- **Task instructions**
Return every line of the rows below that contains the string "dark". Case counts.
○ ○ ○ ○ ○
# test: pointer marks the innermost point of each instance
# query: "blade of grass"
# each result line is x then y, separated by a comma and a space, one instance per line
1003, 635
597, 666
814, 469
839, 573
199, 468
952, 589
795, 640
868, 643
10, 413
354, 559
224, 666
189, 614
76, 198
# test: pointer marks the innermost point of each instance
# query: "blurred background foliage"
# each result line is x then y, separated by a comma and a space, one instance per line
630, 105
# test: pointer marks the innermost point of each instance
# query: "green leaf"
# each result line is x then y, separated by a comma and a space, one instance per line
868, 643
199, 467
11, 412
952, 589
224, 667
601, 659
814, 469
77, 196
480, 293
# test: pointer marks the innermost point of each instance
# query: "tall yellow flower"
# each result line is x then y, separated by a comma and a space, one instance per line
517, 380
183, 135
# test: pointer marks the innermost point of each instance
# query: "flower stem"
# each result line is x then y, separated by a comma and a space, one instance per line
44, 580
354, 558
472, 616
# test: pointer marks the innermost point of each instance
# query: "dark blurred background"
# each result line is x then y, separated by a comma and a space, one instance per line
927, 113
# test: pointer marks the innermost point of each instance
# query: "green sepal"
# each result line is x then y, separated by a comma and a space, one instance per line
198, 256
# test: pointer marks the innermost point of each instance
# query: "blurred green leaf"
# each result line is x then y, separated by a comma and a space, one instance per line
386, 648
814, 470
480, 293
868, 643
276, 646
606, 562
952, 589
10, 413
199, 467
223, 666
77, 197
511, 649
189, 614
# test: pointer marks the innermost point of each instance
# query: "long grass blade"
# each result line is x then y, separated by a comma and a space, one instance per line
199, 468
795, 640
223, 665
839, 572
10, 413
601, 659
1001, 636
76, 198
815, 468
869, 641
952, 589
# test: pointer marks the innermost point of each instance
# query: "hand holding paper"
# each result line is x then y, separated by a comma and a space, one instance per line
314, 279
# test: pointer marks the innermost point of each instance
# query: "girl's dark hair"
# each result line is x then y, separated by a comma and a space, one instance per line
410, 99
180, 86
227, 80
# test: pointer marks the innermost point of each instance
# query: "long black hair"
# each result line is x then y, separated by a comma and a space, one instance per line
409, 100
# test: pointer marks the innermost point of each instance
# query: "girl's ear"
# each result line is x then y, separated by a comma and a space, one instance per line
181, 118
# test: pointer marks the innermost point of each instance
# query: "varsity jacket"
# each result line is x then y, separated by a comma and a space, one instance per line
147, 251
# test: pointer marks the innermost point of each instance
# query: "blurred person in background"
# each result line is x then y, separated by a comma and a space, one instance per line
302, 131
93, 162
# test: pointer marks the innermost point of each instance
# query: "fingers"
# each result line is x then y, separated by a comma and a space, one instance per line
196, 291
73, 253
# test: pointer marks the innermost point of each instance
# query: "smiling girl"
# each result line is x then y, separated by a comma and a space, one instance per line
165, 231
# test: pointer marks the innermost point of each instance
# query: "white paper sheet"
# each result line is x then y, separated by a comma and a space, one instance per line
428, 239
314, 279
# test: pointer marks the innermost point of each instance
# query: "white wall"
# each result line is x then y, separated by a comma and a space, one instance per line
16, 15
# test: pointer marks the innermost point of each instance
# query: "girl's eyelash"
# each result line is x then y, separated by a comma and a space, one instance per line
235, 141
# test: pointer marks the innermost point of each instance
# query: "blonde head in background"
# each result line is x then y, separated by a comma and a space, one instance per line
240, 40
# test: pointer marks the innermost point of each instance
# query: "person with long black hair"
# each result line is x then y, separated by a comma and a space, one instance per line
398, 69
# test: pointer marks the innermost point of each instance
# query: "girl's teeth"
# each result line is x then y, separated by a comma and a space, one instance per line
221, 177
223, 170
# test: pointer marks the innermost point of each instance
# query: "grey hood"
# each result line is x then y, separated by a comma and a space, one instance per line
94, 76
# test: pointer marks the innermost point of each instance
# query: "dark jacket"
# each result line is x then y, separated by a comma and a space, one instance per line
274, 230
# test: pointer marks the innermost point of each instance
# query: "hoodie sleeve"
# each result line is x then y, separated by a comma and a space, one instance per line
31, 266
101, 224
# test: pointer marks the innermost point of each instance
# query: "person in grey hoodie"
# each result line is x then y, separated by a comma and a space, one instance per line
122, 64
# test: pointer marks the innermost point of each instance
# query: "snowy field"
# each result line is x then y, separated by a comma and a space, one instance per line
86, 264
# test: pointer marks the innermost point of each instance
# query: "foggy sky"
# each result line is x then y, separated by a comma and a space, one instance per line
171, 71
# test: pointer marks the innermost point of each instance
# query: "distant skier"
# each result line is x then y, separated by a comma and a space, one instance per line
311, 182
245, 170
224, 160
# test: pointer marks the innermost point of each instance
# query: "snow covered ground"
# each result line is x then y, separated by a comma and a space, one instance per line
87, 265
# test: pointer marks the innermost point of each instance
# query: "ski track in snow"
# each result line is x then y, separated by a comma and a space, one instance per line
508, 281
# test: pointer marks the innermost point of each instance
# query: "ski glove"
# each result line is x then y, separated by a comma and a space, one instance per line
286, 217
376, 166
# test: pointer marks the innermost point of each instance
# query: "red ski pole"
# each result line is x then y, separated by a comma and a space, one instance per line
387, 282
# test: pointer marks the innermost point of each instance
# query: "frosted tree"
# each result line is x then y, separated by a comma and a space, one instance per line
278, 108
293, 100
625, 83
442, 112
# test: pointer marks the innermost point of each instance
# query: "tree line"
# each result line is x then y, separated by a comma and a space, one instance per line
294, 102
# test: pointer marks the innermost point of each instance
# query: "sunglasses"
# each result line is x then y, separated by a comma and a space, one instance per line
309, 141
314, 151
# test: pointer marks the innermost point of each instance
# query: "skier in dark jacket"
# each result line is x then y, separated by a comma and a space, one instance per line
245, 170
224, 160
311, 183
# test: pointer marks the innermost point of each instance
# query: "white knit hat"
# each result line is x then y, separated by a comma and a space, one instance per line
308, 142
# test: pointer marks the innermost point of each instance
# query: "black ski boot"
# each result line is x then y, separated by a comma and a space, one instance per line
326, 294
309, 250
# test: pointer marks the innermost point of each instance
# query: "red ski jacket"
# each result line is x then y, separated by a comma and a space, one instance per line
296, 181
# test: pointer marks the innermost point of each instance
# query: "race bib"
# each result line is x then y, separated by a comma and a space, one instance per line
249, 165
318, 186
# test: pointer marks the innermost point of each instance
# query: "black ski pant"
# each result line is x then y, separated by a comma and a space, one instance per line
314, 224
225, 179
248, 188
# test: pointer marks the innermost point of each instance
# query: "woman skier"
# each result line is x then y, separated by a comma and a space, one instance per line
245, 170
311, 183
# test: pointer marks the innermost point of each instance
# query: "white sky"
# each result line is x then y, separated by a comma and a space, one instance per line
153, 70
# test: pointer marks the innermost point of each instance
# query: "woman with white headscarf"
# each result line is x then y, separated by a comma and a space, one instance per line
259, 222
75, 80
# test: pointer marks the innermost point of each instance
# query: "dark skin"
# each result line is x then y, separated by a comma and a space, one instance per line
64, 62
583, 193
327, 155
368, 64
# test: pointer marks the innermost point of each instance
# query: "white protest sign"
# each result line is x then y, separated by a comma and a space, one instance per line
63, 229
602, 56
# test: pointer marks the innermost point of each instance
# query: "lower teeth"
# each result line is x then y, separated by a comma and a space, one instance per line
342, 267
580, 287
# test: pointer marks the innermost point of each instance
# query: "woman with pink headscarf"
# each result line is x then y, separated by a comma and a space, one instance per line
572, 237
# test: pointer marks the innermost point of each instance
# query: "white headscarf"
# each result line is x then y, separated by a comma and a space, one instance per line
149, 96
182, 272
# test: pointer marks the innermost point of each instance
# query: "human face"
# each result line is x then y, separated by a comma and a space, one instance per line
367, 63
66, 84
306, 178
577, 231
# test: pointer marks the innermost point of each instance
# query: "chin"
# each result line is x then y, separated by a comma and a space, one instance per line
○ ○ ○ ○ ○
- **Exercise solution**
# query: "dark blurred background"
# query: "girl's dark hair"
# query: "dark jacket"
# query: "skier in dark jacket"
# query: "dark skin"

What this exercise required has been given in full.